▶ **取り組む課題**:
a – 本文によると、「一般用検査薬」は何によって定義されているか。
b – 本文の「下でも出てきますが、体外診断」から「は少しあいまいな気がします。」までをすべて、一字も変えずに書き写してください。

下でも出てきますが、体外診断用医薬品という言葉は、医薬品医療機器等法で定義されています。

また、旧薬事法施行規則の時代には「体外診断薬」と表現されていたことがあり、その名残りとして現在の医薬品医療機器等法施行規則でも別表第3に「体外診断薬」という言葉が残されています。

ただ、施行規則中では「体外診断薬」の定義が明示されていませんので、法律中の「体外診断用医薬品」と、施行規則中の「体外診断薬」の関連性は少しあいまいな気がします。

ジン
ジン

「体外診断用医薬品」と言っておけば間違いないですね。

なお、ドラッグストアなどで一般の方が購入できる体外診断用医薬品のことを「一般用検査薬」と言います。

「一般用検査薬」は厚生労働省の通知によって定義されています。

医薬品医療機器等法上の定義

「体外診断用医薬品」という言葉は「医薬品、医療機器等の品質、有効性及び安全性の確保等に関する法律(昭和35年法律第145号)」という法律で定義されています。

具体的には条文中に下記の通り記載されています。

この法律で「体外診断用医薬品」とは、専ら疾病の診断に使用されることが目的とされている医薬品のうち、人又は動物の身体に直接使用されることのないものをいう。

医薬品医療機器等法第2条第14項
原文は 総務省 e-Gov法令検索 で直接ご確認いただけます。
ジン
ジン

「医薬品のうち」とありますので「体外診断用医薬品」は医薬品の仲間ですね。ついでに「医薬品」の定義も見ておきましょう。

「医薬品」とは、次に掲げる物をいう。

一 日本薬局方に収められている物

二 人又は動物の疾病の診断、治療又は予防に使用されることが目的とされている物であつて、機械器具等でないもの

三 人又は動物の身体の構造又は機能に影響を及ぼすことが目的とされている物であつて、機械器具等でないもの

医薬品医療機器等法第2条第1項(一部省略)
原文は 総務省 e-Gov法令検索 で直接ご確認いただけます。

 

条文だけをみて理解できる人はそう多くはないと思いますので、

体外診断用医薬品の大まかな位置付けを示すために簡単に図示してみました。

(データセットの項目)
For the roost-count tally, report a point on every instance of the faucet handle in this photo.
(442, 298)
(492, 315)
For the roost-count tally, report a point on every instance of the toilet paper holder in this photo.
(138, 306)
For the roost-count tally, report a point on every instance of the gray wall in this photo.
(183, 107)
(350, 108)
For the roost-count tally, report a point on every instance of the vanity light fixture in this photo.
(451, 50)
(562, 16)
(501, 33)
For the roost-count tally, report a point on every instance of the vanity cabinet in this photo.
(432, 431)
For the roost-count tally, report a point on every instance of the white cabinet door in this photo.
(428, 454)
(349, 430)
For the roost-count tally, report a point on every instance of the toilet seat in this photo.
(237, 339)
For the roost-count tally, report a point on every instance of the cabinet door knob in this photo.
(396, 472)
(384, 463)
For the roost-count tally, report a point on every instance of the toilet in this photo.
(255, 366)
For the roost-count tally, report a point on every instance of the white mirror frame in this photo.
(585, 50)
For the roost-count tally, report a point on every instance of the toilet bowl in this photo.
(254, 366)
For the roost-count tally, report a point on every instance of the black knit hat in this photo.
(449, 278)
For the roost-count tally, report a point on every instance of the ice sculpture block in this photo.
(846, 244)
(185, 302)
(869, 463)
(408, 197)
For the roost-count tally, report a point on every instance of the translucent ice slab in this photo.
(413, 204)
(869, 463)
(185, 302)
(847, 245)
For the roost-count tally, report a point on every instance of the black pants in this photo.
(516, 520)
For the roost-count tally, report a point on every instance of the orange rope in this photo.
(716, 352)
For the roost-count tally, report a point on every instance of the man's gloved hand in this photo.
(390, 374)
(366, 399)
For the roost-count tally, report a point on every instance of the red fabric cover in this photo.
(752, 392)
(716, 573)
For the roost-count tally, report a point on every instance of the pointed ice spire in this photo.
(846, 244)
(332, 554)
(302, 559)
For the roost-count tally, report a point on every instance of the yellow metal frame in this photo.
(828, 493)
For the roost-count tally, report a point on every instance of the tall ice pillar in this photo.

▶ **完成した演習**:
a – 厚生労働省の通知によって定義されている。

b –
下でも出てきますが、体外診断用医薬品という言葉は、医薬品医療機器等法で定義されています。

また、旧薬事法施行規則の時代には「体外診断薬」と表現されていたことがあり、その名残りとして現在の医薬品医療機器等法施行規則でも別表第3に「体外診断薬」という言葉が残されています。

ただ、施行規則中では「体外診断薬」の定義が明示されていませんので、法律中の「体外診断用医薬品」と、施行規則中の「体外診断薬」の関連性は少しあいまいな気がします。